PROBLEM STATEMENT: Within the records that follow, restate exactly the lines from the line with "Query: <item>construction vehicle</item>" down to the line with "Query: <item>bulldozer cab</item>", including both. Omit the pictures.

EXERCISE MATERIAL:

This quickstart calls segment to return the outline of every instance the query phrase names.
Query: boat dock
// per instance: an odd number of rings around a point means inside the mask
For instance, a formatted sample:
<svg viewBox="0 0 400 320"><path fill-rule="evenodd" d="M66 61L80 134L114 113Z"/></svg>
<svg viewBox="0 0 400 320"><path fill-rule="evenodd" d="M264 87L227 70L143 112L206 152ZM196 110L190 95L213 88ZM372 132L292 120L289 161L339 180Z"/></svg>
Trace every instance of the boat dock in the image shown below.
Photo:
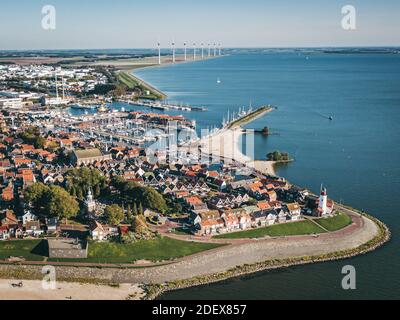
<svg viewBox="0 0 400 320"><path fill-rule="evenodd" d="M147 107L151 109L157 109L162 111L168 110L181 110L181 111L207 111L204 107L194 107L183 104L166 103L160 101L146 101L146 100L118 100L119 102L128 103L130 105Z"/></svg>
<svg viewBox="0 0 400 320"><path fill-rule="evenodd" d="M274 109L273 106L271 105L266 105L266 106L261 106L255 110L252 108L249 108L249 110L241 110L238 112L237 115L233 114L229 116L228 114L228 119L224 120L222 123L222 128L223 129L236 129L240 126L243 126L245 124L248 124L255 119L262 117L264 114L272 111Z"/></svg>

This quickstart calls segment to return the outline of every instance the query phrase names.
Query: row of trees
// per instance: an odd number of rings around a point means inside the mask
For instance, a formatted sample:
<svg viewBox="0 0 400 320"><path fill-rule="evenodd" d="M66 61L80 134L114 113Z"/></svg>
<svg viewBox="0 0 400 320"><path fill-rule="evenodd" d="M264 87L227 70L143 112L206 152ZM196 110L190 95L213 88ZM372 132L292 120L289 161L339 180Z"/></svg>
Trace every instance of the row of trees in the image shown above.
<svg viewBox="0 0 400 320"><path fill-rule="evenodd" d="M46 186L37 182L25 191L24 197L36 213L44 216L72 218L79 212L75 198L59 186Z"/></svg>
<svg viewBox="0 0 400 320"><path fill-rule="evenodd" d="M66 173L66 189L72 196L83 200L90 188L95 198L107 192L106 178L99 170L86 167L68 170Z"/></svg>
<svg viewBox="0 0 400 320"><path fill-rule="evenodd" d="M41 182L35 183L25 191L24 197L36 213L43 216L72 218L79 212L76 199L83 200L93 189L95 197L108 192L106 179L97 169L76 168L66 175L66 189ZM128 182L122 177L114 177L111 185L118 191L120 200L127 203L127 220L132 222L135 216L141 216L144 208L165 213L167 203L155 189ZM117 204L109 205L104 211L107 222L117 225L125 219L125 211Z"/></svg>
<svg viewBox="0 0 400 320"><path fill-rule="evenodd" d="M289 161L289 153L274 151L267 154L267 159L269 161Z"/></svg>

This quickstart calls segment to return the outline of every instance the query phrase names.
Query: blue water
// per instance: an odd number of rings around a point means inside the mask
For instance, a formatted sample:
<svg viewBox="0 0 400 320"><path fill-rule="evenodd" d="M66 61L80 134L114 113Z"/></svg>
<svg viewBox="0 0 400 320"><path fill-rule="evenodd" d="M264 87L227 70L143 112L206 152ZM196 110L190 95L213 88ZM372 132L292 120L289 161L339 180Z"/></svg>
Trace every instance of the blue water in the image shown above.
<svg viewBox="0 0 400 320"><path fill-rule="evenodd" d="M248 125L256 158L288 151L295 162L278 173L389 225L393 240L368 255L339 262L260 272L218 284L170 292L164 299L295 299L400 297L400 55L240 53L144 69L136 74L171 101L206 106L180 112L200 127L219 125L228 109L272 104L278 109ZM220 78L221 83L217 83ZM333 121L328 117L333 116ZM341 289L341 268L357 270L357 289Z"/></svg>

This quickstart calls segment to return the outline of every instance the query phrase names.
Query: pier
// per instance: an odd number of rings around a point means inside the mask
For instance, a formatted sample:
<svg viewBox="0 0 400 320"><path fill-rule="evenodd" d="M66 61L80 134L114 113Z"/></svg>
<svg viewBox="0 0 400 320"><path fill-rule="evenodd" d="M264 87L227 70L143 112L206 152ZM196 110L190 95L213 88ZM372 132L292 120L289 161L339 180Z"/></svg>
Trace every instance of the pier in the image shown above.
<svg viewBox="0 0 400 320"><path fill-rule="evenodd" d="M224 127L227 129L236 129L240 126L243 126L245 124L248 124L257 118L262 117L264 114L270 112L273 110L273 107L271 105L267 106L262 106L256 110L250 110L248 112L245 112L243 115L241 115L237 119L232 119L230 122L224 124Z"/></svg>
<svg viewBox="0 0 400 320"><path fill-rule="evenodd" d="M159 102L159 101L145 101L145 100L118 100L119 102L128 103L130 105L147 107L151 109L157 109L162 111L168 110L181 110L181 111L207 111L204 107L194 107L189 105L178 105L173 103Z"/></svg>

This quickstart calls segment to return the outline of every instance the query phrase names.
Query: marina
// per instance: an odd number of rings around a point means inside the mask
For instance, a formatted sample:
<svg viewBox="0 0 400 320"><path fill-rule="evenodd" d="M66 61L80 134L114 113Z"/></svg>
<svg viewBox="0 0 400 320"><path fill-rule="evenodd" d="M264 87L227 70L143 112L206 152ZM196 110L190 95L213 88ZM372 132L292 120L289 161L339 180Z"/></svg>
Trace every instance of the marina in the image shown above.
<svg viewBox="0 0 400 320"><path fill-rule="evenodd" d="M184 104L174 104L162 101L146 101L146 100L118 100L119 102L125 102L130 105L139 107L148 107L151 109L157 109L162 111L168 110L181 110L181 111L207 111L205 107L194 107Z"/></svg>

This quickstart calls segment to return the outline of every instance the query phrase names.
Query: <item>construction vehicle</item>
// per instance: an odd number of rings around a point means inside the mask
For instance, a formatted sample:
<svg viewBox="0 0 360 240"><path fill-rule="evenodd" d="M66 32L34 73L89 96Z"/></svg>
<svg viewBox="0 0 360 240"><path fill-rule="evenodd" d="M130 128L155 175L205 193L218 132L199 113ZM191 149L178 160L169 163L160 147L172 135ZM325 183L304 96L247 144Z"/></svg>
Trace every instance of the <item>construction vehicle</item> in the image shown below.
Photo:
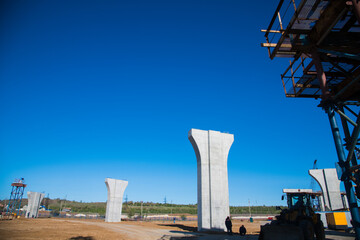
<svg viewBox="0 0 360 240"><path fill-rule="evenodd" d="M287 209L281 209L276 220L261 227L259 240L325 240L320 214L311 204L311 189L284 189ZM284 198L284 196L283 196Z"/></svg>

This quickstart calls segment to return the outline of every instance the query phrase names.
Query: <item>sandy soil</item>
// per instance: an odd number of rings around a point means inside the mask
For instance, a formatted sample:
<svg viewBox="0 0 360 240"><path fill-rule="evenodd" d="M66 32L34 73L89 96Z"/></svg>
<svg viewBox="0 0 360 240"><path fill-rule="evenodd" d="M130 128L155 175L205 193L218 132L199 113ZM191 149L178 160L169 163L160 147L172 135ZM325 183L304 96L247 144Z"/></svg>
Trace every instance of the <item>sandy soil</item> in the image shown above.
<svg viewBox="0 0 360 240"><path fill-rule="evenodd" d="M259 223L233 221L233 230L238 232L241 224L248 230L244 239L257 239ZM175 239L222 239L225 234L198 233L197 222L121 222L105 223L103 220L76 219L15 219L0 221L0 239L78 239L78 240L175 240ZM256 238L253 238L255 237ZM239 238L239 235L234 235ZM229 237L227 237L229 238Z"/></svg>
<svg viewBox="0 0 360 240"><path fill-rule="evenodd" d="M239 236L239 227L247 229L245 237ZM71 239L71 240L257 240L260 222L233 220L234 235L225 233L199 233L197 222L121 222L80 219L14 219L0 220L0 240ZM326 231L327 240L353 240L354 235L339 231Z"/></svg>

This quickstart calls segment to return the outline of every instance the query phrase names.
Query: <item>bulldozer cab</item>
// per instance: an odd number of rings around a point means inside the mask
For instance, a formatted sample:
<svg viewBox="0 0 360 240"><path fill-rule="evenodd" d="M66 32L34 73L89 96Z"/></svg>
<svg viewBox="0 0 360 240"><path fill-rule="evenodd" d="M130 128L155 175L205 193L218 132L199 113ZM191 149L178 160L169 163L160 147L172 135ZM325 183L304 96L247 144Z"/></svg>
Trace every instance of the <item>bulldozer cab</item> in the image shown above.
<svg viewBox="0 0 360 240"><path fill-rule="evenodd" d="M312 189L283 189L288 209L282 209L276 220L261 227L259 239L305 239L325 240L320 215L314 212Z"/></svg>
<svg viewBox="0 0 360 240"><path fill-rule="evenodd" d="M315 193L312 189L283 189L283 198L286 196L288 209L313 209Z"/></svg>
<svg viewBox="0 0 360 240"><path fill-rule="evenodd" d="M287 205L289 209L311 207L311 196L307 193L287 193Z"/></svg>

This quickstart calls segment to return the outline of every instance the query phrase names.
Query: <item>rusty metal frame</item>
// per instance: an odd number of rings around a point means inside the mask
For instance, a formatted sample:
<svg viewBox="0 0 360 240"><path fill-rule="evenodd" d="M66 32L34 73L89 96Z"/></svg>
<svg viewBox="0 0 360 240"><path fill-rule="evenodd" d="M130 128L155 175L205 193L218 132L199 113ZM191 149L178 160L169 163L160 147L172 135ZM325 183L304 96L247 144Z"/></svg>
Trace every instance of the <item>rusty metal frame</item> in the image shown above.
<svg viewBox="0 0 360 240"><path fill-rule="evenodd" d="M293 15L285 22L281 12L287 2L288 6L293 5ZM319 106L329 117L340 178L345 185L356 239L360 240L356 200L360 199L360 165L357 163L360 157L360 111L356 113L358 110L353 109L360 107L360 31L356 30L360 26L356 19L360 22L358 0L301 0L298 6L295 0L280 0L268 28L262 30L266 43L261 46L267 48L270 59L292 58L281 74L287 97L321 98ZM280 29L274 30L276 21ZM272 42L275 36L276 42ZM345 145L336 114L341 119Z"/></svg>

ANSWER SPACE:
Query: <item>construction vehicle</item>
// per instance: an odd number of rings around a point means inside the mask
For instance, a formatted sample:
<svg viewBox="0 0 360 240"><path fill-rule="evenodd" d="M66 32L34 73L89 96Z"/></svg>
<svg viewBox="0 0 360 240"><path fill-rule="evenodd" d="M130 128L155 175L205 193L218 132L199 113ZM191 149L178 160L169 163L160 147L172 135ZM325 183L304 96L247 144Z"/></svg>
Trace every instance of the <item>construction vehicle</item> in the image shown below.
Photo:
<svg viewBox="0 0 360 240"><path fill-rule="evenodd" d="M287 209L281 209L276 220L261 227L259 240L325 240L320 214L311 204L311 189L284 189ZM284 198L284 196L283 196Z"/></svg>

This quickstart calls segment to return the outline of every instance the query phrase names.
Query: <item>sandy soil</item>
// per instance: an odd number of rings around a point means inside the mask
For instance, a formatted sample:
<svg viewBox="0 0 360 240"><path fill-rule="evenodd" d="M66 32L34 73L89 96Z"/></svg>
<svg viewBox="0 0 360 240"><path fill-rule="evenodd" d="M130 128L155 175L205 193L218 132L199 113ZM191 149L178 160L169 163L160 147L172 135ZM325 183L304 96L247 144Z"/></svg>
Trace every instance of the <item>sandy soil</item> in the image shown above.
<svg viewBox="0 0 360 240"><path fill-rule="evenodd" d="M259 223L233 221L233 230L238 232L241 224L248 230L244 239L257 239ZM175 239L222 239L225 234L198 233L197 222L121 222L105 223L103 220L76 219L15 219L0 221L0 239L78 239L78 240L175 240ZM256 238L253 238L255 237ZM239 238L239 235L234 235ZM229 237L227 237L229 238Z"/></svg>
<svg viewBox="0 0 360 240"><path fill-rule="evenodd" d="M239 236L239 227L247 229L245 237ZM71 239L71 240L257 240L260 222L233 220L234 235L225 233L199 233L197 222L121 222L80 219L14 219L0 220L0 240ZM326 231L327 240L353 240L354 235L339 231Z"/></svg>

This quickstart calls segment to return the outline of every instance the query phrase names.
Query: <item>bulldozer cab</item>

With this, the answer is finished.